=== Passage shown ===

New Zealand Airmen’s Remains Identified in Germany

Remains of Southland WWII gunner found after 79 years in plane wreckage in Germany

New Zealand Airmen’s Remains Identified in Germany

Stuff.co.nz reports that the remains of Sergeant Henry Pullar of the Royal New Zealand Airforce have been unearthed and identified in Germany. Pullar was a rear gunner on a British Short Stirling heavy bomber that was shot down in northwestern Germany in 1942. 

New Zealand Airmen’s Remains Identified in Germany
Sergeant air gunner Henry Pullar worked on his family’s farm at Otautau before enlisting in the Royal New Zealand Airforce in 1941.

The remains of Otautau man sergeant Henry Pullar were discovered buried among parts of a British World War II bomber plane that went down in 1942, according to DNA testing.

His niece Pam Compton said she and her family received written confirmation of the test results from Hamburg-Eppendorf University Hospital biologist Oliver Krebs in late December 2020.

“We were thrilled and stunned when we were told,” Compton, of Toowoomba in Queensland, said. September 1 marks the 80th anniversary of the start of the Second World War when Nazi Germany invaded Poland.

Discovery of the human remains and parts of the plane’s tail section buried more than five metres deep, were made in 2019, while redevelopment work was being done at Vechta Airport in Germany. Research by Compton showed the plane crashed tail-first into the ground.

Pullar was a rear gunner in the plane.

News of human remains being found reached Compton in September 2019, after a German aviation archaeology working group member, Jens-Michael Brandes, posted a message on an ancestry site looking for relatives of Errol Skeggs – Compton’s father.

The group was called to the redevelopment site when aircraft parts started appearing during earthmoving work.

On the third day of examining the area clothing and human remains were found. A senior archaeologist at the Lower Saxony state office for the preservation of cultural heritage became involved in the findings, along with anthropologists of the forensic department of the University Medical Centre in Hamburg-Eppendorf.

Archaeologists, anthropologists and scientists at the site where the human remains of Southland airman Henry Pullar were discovered at Vechta in Germany in 2019. The British bomber plane Pullar was in was shot down during World War II.

“As more remains were found the forensic scientists from UKE Hamburg came to the site and removed them,” Compton said.

The bones were transferred to Hamburg-Eppendorf University Hospital, where biologist Oliver Krebs subsequently removed DNA from them.

“My family and I and the family and friends of the crew requested that the UK Ministry of Defence Joint Casualty & Compassionate Centre do DNA testing,” Compton said.

=== Information provided ===

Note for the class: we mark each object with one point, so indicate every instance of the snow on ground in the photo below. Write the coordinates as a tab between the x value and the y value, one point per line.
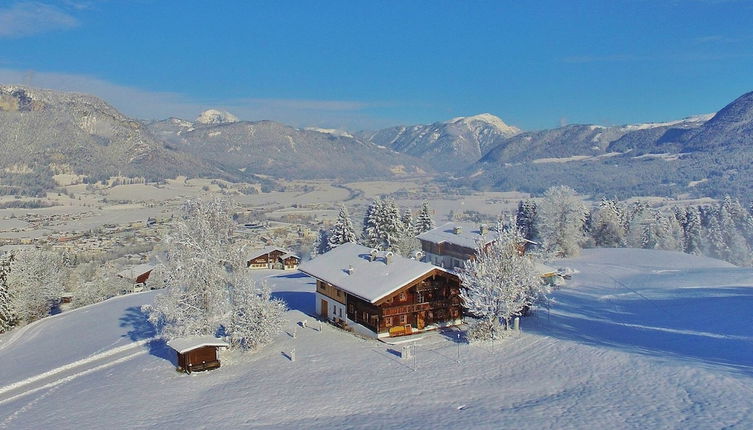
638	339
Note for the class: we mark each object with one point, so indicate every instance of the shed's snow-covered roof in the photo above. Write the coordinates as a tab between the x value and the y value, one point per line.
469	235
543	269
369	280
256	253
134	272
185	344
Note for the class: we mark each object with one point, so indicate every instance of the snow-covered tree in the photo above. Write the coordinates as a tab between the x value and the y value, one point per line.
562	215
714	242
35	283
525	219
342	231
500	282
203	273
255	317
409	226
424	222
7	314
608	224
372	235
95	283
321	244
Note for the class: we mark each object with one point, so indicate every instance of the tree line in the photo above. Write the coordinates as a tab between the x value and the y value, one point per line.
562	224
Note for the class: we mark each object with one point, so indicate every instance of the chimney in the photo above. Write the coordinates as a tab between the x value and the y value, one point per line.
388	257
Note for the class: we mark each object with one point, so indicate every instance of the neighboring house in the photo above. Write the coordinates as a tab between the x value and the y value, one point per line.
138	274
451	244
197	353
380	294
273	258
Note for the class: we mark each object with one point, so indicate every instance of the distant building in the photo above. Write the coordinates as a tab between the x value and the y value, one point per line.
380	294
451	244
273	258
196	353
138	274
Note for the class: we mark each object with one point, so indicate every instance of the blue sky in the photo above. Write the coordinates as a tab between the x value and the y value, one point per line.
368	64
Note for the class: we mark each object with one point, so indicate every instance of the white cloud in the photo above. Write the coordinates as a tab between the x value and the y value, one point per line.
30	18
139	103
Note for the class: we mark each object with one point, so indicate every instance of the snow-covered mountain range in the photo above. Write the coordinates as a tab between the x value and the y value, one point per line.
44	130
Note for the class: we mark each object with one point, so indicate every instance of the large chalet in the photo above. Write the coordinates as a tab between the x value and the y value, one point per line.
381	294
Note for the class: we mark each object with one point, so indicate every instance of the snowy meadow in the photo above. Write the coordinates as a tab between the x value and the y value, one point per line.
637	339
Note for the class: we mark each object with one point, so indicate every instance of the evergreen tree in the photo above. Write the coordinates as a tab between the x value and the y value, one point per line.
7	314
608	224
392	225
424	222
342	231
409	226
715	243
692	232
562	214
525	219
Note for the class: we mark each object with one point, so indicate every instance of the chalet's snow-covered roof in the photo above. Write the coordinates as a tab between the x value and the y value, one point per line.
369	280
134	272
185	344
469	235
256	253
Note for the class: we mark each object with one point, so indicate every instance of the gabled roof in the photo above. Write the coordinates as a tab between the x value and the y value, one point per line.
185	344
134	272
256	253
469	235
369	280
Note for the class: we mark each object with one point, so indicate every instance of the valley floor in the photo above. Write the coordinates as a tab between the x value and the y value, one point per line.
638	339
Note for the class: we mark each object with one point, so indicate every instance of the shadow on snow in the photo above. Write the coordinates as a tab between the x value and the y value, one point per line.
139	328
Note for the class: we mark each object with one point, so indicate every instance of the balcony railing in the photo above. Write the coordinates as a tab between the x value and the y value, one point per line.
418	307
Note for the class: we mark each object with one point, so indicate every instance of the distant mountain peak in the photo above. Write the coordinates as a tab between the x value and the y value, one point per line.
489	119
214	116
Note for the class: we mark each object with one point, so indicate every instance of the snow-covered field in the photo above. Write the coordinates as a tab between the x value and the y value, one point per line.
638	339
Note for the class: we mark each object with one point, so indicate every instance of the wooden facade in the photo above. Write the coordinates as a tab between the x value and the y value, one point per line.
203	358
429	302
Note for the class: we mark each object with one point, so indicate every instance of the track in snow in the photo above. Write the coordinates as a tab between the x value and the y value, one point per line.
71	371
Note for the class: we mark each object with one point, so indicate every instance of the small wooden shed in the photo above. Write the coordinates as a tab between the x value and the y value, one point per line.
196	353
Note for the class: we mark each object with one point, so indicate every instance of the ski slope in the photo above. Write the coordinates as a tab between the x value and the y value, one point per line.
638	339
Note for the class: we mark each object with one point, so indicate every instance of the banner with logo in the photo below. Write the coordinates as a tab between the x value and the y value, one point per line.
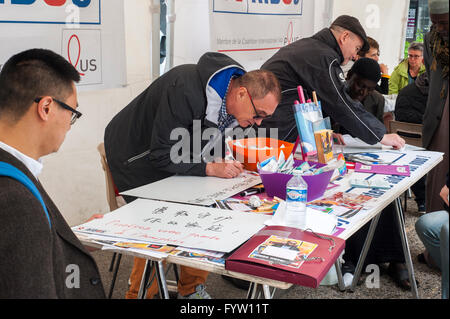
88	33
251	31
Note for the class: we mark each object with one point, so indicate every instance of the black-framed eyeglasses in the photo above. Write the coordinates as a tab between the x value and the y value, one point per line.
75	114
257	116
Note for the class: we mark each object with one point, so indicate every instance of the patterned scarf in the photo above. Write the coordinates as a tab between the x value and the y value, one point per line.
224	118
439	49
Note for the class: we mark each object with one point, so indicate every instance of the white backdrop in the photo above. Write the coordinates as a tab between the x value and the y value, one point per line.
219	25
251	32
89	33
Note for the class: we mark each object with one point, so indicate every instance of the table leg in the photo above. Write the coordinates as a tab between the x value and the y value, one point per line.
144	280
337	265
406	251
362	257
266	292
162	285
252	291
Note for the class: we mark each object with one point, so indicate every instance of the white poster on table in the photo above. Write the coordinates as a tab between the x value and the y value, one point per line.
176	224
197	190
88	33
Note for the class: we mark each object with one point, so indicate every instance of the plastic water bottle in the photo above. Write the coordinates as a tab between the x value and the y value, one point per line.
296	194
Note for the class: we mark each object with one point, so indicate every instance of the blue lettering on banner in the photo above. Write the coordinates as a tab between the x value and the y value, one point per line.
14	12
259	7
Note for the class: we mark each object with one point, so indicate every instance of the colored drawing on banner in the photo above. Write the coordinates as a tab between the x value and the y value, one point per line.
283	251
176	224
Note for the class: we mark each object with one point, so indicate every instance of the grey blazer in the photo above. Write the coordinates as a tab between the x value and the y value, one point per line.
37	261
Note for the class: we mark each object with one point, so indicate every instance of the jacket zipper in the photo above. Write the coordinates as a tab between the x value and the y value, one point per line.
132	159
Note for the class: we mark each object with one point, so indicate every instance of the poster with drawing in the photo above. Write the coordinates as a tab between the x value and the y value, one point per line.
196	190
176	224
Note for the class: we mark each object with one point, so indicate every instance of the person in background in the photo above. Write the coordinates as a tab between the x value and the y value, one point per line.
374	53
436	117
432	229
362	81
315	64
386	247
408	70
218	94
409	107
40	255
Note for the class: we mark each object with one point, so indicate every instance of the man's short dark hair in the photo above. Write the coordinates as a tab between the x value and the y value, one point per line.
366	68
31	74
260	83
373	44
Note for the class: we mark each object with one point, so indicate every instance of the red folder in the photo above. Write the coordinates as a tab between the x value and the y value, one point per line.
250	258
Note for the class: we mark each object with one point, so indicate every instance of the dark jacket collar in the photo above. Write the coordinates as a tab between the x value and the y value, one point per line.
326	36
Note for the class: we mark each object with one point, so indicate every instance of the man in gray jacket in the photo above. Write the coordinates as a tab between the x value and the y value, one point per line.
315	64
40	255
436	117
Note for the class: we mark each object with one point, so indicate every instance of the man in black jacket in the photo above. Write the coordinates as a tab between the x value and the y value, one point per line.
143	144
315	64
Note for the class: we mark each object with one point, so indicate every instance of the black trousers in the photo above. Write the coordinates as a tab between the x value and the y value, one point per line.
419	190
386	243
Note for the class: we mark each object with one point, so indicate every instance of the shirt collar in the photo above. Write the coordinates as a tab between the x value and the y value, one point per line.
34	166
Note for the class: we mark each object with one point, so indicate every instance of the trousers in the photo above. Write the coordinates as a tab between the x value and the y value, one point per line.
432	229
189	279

===

Work instructions:
1. In the article about Sergeant Henry Pullar's remains, who extracted DNA from the bones?
2. Write the next few paragraphs of the article about Sergeant Henry Pullar's remains, picking up after its final sentence.
The material comes from a different source than the article about Sergeant Henry Pullar.

Answers to this exercise:
1. Biologist Oliver Krebs at Hamburg-Eppendorf University Hospital extracted the DNA.

2.
She had contacted and built up a network with the relatives of the other airmen after starting research on the life and war service of her uncle in 2016.

DNA samples from Compton and four others in her family were sent to Krebs who later confirmed the bones belonged to her uncle. Krebs sent an official confirmation to Compton by email on December 23, 2020.

An aviation archaeology working group member, Matthias Zeisler, at the site in Vechta, Germany, in 2019, where parts of a British World War II plane and remains of Southland airman sergeant Henry Pullar was discovered. DNA testing confirmed the remains belonged to Pullar.

The bones are still at the university’s forensic science department and will be kept there until the Commonwealth War Graves Commission is allowed, under Covid-19 regulations, to take them to Rheinberg War Cemetery in Germany. The bones will be placed in the communal grave which has the remains of five of the six other airmen on the plane.

The pilot has his own grave there.

“It’s a privilege to have found him [Pullar] after all this time, and to have closure when so many didn’t,” Compton said. Pullar, at 25, was the oldest of the seven crewmen on the British Short Stirling heavy bomber.

Identifying the plane and its crew was done from the personal details found on the pilot’s body which was thrown from the plane just before the crash, Compton said. The crew was initially buried in a Protestant cemetery in Vechta before being moved to the Rheinberg War Cemetery.

Queensland woman Pam Compton, formerly of Otautau, has a closure in knowing DNA testing on human remains discovered through earthmoving work in Germany belongs to her uncle, sergeant Henry Pullar. The British bomber plane he was in was shot down at Vechta Airport in Germany during World War II.

They each have a headstone at Rheinberg.

Pullar worked on his family’s farm before enlisting in the Royal New Zealand Airforce in March 1941, at the age of 23. He started his training at Levin and then went to Canada to join the Empire Air Training Scheme.

He was a member of the 75 NZ Squadron RAF and after more training in the UK, was posted to Newmarket in Suffolk.